··· Records shown ···

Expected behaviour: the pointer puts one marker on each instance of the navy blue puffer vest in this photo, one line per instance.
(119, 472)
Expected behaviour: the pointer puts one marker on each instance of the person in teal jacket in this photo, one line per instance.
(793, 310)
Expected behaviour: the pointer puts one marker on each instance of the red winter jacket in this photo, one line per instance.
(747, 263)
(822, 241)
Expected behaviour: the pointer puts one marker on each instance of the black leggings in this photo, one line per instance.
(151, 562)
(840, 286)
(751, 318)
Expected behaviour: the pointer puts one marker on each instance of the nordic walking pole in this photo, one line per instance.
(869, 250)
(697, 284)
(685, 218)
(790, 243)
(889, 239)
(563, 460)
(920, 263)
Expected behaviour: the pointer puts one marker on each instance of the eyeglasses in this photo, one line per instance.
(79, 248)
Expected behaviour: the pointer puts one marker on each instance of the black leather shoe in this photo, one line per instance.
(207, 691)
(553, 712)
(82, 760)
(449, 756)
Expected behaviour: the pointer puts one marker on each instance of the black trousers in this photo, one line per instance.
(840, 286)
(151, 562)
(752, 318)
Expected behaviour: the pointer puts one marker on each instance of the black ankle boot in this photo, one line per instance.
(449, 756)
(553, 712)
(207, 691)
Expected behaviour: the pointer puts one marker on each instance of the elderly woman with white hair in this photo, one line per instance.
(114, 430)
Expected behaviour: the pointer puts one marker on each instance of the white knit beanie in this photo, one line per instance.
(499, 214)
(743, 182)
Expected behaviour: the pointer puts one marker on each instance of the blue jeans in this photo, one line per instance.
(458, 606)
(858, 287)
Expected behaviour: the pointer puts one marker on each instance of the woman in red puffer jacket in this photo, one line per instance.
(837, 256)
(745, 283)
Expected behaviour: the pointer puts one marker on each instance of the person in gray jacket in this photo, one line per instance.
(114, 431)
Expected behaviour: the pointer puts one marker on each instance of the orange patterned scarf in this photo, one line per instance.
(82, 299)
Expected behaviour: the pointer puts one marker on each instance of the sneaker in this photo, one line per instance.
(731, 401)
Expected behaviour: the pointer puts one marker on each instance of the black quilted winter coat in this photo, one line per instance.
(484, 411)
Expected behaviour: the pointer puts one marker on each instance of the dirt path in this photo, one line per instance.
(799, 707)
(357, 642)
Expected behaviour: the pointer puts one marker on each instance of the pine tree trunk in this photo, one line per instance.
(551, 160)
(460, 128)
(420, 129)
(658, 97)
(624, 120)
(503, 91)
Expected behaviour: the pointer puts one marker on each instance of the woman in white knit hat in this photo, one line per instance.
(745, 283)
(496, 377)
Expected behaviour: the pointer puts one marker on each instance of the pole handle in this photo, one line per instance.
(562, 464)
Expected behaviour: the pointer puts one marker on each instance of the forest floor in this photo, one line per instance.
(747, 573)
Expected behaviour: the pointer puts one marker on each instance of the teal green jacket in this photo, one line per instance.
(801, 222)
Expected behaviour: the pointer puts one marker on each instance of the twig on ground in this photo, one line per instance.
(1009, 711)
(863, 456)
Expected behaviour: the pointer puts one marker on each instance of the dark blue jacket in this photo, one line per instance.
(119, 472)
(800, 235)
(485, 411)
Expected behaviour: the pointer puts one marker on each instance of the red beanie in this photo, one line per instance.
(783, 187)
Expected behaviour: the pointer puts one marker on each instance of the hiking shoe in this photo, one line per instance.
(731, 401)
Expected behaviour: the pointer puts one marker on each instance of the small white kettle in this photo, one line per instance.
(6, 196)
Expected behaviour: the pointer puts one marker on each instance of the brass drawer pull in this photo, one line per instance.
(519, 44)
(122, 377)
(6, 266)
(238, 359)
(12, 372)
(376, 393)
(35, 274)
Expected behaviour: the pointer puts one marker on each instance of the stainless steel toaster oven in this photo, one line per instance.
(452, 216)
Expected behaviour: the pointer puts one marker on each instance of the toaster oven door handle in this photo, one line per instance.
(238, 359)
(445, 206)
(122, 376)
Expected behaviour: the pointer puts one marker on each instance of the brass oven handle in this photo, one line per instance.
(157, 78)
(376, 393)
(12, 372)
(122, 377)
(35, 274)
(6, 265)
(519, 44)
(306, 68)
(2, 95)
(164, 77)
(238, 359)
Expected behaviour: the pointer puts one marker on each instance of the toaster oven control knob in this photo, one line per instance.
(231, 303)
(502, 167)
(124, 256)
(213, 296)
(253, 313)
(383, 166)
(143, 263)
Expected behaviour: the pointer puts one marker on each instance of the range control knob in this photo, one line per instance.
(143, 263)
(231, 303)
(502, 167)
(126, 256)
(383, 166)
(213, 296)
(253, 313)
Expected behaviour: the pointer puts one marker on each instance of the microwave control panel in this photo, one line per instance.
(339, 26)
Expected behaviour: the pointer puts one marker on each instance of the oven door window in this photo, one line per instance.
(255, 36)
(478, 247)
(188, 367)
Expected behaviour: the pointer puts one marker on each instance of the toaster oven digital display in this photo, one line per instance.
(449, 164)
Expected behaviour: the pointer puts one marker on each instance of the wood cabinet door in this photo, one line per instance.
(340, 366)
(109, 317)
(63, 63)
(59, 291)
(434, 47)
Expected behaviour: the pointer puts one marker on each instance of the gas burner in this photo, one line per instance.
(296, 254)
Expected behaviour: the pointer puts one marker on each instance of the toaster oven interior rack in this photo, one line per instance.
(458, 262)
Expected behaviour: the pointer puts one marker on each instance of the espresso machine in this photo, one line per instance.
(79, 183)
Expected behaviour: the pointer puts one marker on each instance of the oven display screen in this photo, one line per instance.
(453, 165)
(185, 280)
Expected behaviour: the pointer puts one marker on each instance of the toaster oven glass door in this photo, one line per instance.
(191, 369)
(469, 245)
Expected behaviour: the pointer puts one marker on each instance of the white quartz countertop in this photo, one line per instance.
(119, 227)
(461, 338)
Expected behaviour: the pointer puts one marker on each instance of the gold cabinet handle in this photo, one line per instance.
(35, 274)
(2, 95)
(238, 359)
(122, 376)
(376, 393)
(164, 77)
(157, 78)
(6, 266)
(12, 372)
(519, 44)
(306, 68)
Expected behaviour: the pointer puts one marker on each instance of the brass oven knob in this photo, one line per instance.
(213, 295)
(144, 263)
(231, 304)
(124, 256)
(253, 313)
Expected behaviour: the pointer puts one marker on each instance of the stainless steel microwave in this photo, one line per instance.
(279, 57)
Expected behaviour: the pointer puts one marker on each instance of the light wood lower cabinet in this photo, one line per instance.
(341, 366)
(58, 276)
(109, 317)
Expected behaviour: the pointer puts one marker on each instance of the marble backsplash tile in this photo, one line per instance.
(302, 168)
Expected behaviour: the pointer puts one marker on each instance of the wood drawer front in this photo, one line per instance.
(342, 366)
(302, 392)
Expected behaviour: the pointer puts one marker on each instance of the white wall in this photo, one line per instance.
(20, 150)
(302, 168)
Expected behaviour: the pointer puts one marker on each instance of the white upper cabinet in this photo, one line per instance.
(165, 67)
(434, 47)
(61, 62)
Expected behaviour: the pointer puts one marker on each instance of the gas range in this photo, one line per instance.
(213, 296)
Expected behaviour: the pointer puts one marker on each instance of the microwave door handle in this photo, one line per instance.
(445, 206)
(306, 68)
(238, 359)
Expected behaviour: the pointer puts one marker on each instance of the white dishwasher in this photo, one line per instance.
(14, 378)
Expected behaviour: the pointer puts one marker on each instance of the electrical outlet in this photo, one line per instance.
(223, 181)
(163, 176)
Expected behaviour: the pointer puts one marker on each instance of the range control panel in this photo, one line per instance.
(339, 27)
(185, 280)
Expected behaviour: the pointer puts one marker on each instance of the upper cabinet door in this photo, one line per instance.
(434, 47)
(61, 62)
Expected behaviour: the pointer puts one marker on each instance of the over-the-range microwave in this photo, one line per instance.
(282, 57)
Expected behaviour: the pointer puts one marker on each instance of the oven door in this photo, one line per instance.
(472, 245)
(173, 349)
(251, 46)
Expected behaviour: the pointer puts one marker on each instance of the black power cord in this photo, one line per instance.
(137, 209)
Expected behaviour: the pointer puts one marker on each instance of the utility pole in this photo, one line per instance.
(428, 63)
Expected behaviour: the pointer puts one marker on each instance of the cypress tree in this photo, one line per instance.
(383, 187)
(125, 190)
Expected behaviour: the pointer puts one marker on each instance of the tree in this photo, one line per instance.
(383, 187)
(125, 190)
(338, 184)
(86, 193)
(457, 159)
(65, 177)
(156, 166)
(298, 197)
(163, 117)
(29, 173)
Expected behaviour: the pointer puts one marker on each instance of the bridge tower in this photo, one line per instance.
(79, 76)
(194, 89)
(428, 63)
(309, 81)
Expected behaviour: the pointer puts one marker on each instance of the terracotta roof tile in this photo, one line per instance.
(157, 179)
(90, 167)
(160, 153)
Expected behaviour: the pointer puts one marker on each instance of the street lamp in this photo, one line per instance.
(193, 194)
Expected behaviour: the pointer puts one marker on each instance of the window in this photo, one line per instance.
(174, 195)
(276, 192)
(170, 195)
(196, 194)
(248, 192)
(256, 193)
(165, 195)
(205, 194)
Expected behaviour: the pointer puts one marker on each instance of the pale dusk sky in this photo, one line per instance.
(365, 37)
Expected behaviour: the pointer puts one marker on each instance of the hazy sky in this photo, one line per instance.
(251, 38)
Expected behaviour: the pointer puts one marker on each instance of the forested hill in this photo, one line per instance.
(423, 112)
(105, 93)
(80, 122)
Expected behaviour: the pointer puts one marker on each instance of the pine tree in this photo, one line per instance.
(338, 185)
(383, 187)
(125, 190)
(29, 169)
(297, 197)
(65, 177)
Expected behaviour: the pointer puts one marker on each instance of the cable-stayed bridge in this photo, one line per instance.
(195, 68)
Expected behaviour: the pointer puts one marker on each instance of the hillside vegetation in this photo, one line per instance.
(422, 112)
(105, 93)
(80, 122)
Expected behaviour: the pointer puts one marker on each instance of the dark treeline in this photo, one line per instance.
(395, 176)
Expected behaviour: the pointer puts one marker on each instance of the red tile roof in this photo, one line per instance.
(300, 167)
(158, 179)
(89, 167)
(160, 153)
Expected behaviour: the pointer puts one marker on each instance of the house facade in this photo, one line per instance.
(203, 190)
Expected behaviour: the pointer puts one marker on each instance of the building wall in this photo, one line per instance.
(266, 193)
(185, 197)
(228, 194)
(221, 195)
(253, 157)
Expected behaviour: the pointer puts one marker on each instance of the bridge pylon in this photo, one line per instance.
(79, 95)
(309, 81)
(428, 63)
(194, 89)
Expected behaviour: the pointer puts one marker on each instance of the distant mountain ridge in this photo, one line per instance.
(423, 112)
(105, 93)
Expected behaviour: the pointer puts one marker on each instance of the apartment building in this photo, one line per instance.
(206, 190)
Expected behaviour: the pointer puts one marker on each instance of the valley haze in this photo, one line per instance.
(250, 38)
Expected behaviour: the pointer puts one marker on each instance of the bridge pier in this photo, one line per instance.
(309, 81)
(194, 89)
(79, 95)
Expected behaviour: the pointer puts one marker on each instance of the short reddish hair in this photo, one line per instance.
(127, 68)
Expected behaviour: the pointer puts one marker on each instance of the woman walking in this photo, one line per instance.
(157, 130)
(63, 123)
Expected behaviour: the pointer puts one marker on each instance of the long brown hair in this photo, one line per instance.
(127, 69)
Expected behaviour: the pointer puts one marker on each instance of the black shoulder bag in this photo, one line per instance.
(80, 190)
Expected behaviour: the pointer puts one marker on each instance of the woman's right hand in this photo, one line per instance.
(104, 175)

···

» Brief
From the line containing "of the distant" down to the final line of the data, write out every line exactly; both the first and last of these belong in your answer, and nothing else does.

» Reply
Expected behaviour: the pointer puts one marker on each instance of the distant mountain ridge in this photo, one line per instance.
(423, 112)
(105, 93)
Expected behaviour: the pointer puts one marker on each instance of the apartment building in this photo, one line per instance.
(206, 190)
Expected behaviour: the pointer puts one marker on each instance of the valley haze in this photo, one line per instance.
(250, 38)
Expected behaviour: the pointer puts one marker on each instance of the bridge pier in this photo, one line per instance.
(309, 81)
(194, 89)
(79, 95)
Expected behaviour: the pointer puts one marker on each instance of the short reddish hair in this photo, one line per instance.
(127, 68)
Expected behaviour: the pointer puts one marker on each instance of the woman walking in this photo, one line per instance.
(157, 130)
(63, 123)
Expected behaviour: the pointer puts one marker on each instance of the long brown hair in this photo, one line per instance.
(127, 69)
Expected behaviour: the pointer puts one marker on each instance of the black shoulder bag in this photo, one line per instance.
(80, 190)
Expected behaviour: the pointer puts one marker on each instance of the woman's right hand in this photo, one line per instance.
(104, 175)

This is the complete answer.